» Task directions
Whenever a line below includes the string "helmet", show it.

(Input Opens)

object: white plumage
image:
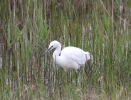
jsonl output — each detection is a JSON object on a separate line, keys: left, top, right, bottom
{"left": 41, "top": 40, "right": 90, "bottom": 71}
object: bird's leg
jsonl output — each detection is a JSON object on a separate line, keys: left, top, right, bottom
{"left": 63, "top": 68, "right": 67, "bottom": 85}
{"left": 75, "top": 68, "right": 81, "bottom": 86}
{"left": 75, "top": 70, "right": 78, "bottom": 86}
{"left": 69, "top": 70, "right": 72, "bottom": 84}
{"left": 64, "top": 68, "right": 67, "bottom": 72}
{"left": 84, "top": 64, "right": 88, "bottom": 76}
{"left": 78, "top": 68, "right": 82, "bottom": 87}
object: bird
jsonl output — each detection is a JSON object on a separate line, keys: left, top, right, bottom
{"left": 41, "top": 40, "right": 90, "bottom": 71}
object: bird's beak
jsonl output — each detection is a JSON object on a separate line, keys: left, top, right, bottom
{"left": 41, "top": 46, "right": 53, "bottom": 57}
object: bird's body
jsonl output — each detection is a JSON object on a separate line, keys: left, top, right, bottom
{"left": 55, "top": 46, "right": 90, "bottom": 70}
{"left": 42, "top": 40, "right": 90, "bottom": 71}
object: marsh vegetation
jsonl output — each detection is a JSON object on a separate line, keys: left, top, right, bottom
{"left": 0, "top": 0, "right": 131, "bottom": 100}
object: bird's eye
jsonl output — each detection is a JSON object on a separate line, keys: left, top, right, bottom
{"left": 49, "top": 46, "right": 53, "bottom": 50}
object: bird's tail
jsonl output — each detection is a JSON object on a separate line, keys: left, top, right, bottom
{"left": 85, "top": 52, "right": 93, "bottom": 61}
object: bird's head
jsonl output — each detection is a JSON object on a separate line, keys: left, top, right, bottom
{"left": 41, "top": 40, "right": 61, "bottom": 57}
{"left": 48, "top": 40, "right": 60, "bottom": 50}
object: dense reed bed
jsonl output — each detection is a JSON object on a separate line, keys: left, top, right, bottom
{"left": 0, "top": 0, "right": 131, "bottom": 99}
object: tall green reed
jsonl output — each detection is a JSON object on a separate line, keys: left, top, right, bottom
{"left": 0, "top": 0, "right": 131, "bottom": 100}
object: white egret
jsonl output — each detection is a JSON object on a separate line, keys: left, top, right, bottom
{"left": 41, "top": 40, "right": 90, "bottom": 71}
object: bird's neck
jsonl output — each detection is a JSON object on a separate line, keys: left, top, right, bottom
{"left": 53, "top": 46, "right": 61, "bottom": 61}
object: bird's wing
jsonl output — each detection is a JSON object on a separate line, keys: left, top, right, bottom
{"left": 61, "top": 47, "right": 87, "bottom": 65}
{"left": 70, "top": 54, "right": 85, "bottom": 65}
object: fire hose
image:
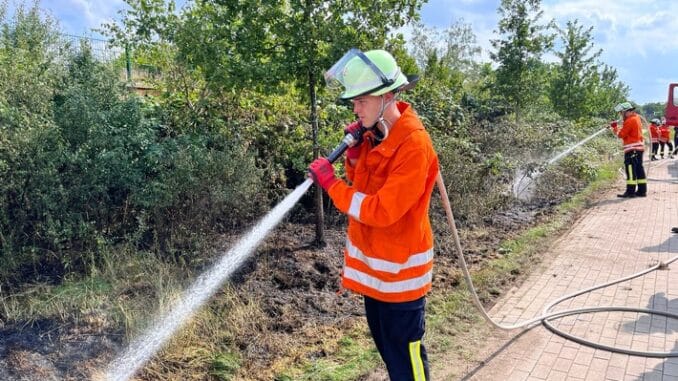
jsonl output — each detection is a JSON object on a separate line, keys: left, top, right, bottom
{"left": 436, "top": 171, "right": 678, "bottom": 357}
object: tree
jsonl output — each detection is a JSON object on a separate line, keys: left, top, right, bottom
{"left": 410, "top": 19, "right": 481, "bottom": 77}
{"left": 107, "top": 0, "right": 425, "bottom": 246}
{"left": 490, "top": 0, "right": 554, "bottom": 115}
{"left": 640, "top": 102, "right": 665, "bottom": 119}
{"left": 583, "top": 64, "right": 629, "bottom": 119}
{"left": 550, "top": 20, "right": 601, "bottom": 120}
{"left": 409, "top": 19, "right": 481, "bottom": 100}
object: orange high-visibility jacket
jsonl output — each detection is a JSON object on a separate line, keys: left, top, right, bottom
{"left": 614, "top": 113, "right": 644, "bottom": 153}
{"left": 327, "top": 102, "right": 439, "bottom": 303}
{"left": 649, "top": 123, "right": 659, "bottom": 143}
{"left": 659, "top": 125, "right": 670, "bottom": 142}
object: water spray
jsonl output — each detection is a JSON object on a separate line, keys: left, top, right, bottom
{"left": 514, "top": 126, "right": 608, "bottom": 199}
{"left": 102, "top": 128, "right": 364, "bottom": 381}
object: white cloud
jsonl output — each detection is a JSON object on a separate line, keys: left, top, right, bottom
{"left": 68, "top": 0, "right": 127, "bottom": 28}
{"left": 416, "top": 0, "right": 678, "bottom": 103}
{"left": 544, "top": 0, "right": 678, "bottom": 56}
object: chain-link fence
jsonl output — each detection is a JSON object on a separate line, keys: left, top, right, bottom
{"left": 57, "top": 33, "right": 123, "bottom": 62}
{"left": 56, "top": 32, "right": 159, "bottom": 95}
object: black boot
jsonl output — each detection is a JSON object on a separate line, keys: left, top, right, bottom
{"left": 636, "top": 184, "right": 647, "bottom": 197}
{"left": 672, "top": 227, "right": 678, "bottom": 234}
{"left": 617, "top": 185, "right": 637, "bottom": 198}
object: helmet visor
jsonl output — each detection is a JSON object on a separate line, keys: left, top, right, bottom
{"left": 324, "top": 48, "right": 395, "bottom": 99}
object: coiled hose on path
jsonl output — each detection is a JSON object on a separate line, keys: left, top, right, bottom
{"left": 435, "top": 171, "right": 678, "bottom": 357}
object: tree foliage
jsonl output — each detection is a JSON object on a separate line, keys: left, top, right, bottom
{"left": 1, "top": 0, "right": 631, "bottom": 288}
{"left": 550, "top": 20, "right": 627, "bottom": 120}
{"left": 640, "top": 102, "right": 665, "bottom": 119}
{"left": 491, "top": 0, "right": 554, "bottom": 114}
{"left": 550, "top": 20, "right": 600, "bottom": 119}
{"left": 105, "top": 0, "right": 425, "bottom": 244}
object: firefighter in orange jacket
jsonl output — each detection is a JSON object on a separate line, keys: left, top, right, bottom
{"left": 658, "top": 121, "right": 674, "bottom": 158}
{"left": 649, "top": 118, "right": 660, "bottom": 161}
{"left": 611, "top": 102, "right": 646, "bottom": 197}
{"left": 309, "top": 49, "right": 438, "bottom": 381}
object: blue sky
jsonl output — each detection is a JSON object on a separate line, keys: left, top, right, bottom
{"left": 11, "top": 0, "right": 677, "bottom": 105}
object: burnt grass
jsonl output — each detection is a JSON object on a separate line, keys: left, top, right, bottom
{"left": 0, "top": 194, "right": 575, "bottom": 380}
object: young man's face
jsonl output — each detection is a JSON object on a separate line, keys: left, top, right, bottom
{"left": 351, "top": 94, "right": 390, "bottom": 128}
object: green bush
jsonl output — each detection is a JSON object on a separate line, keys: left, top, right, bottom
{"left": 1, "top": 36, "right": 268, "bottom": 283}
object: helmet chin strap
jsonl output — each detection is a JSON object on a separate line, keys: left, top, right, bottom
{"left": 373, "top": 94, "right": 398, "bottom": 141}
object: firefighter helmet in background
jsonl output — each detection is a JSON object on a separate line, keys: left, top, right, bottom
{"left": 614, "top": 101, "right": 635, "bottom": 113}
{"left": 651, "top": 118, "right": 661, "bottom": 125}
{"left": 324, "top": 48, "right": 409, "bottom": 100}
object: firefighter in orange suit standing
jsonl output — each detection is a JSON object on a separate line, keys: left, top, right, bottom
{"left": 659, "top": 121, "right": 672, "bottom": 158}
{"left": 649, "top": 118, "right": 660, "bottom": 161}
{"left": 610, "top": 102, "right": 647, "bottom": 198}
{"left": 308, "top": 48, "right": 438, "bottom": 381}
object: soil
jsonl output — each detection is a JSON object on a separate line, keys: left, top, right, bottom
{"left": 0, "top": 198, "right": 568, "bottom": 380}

(Input Closes)

» Response to this exercise
object: helmet visor
object: helmet chin strap
object: firefighter helmet in background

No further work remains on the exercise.